> [Material for this task]:

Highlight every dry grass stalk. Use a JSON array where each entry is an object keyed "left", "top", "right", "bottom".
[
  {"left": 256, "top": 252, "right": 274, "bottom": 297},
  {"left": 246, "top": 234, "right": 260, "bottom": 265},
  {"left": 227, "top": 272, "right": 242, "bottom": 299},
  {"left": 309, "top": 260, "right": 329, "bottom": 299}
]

> [Aim of the task]:
Print every one of the records above again, unchanged and in the same order.

> [Exercise solution]:
Highlight every dry grass stalk. Use a JSON array where each entry is an object keyed "left", "top", "right", "bottom".
[
  {"left": 256, "top": 252, "right": 274, "bottom": 297},
  {"left": 246, "top": 234, "right": 260, "bottom": 265},
  {"left": 227, "top": 272, "right": 242, "bottom": 299},
  {"left": 309, "top": 260, "right": 329, "bottom": 299}
]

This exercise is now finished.